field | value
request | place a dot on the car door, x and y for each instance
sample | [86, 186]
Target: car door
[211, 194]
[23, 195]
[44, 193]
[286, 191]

________________

(Description of the task): Repeat every row above word for word, changing nothing.

(Exercise answer):
field | value
request | place a dot on the car door, x and y for each instance
sample | [86, 186]
Target: car door
[211, 194]
[23, 195]
[44, 193]
[286, 191]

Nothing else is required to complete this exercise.